** Opening SUPPLIED MATERIAL block **
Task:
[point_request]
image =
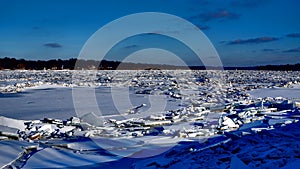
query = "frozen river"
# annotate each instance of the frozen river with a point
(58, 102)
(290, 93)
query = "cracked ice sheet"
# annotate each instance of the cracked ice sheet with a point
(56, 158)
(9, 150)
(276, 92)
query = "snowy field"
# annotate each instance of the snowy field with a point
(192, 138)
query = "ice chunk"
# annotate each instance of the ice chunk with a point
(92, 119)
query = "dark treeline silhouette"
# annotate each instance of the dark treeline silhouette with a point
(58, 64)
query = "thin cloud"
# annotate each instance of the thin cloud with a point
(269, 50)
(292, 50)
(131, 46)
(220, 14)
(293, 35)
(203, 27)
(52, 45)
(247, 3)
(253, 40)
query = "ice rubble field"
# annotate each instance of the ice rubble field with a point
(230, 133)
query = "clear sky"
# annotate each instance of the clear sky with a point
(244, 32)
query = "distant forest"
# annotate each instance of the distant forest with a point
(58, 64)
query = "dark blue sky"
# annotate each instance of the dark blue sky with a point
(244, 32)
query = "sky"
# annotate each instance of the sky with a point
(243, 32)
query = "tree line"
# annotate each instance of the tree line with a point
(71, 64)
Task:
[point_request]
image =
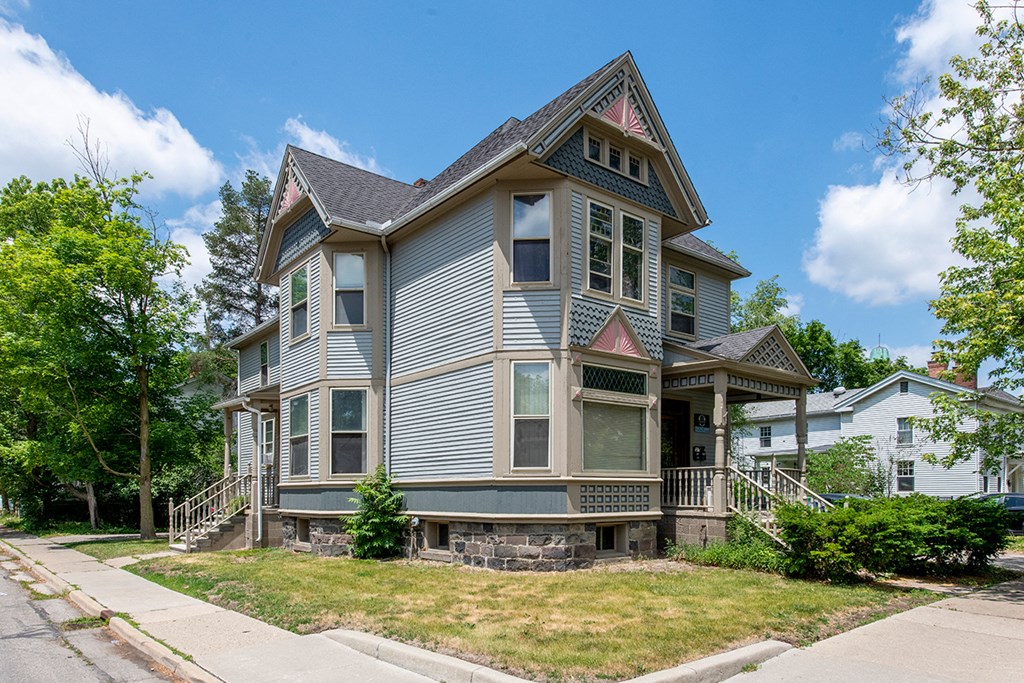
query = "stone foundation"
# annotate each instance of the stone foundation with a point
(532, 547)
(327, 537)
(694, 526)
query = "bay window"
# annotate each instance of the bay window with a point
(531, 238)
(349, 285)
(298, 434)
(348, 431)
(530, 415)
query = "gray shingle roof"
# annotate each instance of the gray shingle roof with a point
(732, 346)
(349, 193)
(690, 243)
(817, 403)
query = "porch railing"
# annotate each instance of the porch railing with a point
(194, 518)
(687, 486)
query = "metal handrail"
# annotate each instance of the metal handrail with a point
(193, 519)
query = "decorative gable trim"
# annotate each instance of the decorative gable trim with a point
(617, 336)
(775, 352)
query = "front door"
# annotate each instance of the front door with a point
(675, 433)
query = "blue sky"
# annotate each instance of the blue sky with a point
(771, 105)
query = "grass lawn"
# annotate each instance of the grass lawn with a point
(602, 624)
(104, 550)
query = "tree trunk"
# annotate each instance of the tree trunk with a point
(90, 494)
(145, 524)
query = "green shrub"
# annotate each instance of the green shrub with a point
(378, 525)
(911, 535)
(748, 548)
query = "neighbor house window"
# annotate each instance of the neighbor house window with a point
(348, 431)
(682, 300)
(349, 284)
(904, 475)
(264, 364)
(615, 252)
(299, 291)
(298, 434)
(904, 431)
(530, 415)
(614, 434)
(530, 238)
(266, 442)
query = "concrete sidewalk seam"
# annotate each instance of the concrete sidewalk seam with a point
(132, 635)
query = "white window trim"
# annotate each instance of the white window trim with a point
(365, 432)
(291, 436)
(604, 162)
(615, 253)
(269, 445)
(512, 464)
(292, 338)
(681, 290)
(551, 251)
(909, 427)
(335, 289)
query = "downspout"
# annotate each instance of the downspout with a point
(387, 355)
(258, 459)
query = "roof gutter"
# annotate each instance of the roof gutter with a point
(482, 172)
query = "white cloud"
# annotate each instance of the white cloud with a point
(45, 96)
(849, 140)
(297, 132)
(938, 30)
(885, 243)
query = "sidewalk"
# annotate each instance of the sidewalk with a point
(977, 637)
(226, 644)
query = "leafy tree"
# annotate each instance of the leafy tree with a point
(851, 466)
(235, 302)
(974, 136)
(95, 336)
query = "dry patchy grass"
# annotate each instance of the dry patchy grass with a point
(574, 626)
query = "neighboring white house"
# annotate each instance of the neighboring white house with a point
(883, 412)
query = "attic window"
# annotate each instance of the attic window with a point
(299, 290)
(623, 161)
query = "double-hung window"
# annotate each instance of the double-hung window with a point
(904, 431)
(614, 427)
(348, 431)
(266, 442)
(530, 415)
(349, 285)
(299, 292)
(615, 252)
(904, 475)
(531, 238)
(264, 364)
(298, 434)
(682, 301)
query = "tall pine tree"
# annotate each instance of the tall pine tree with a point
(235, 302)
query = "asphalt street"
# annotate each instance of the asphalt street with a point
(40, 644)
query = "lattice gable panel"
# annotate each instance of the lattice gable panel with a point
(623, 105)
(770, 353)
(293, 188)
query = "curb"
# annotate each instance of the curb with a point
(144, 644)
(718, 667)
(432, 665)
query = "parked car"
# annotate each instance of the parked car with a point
** Closing SUPPLIED MATERIAL block **
EXERCISE AIM: Search the data above for the string "parked" and copy each line that has it.

WRITTEN REPLY:
query = "parked car"
# annotate each instance of the parked car with a point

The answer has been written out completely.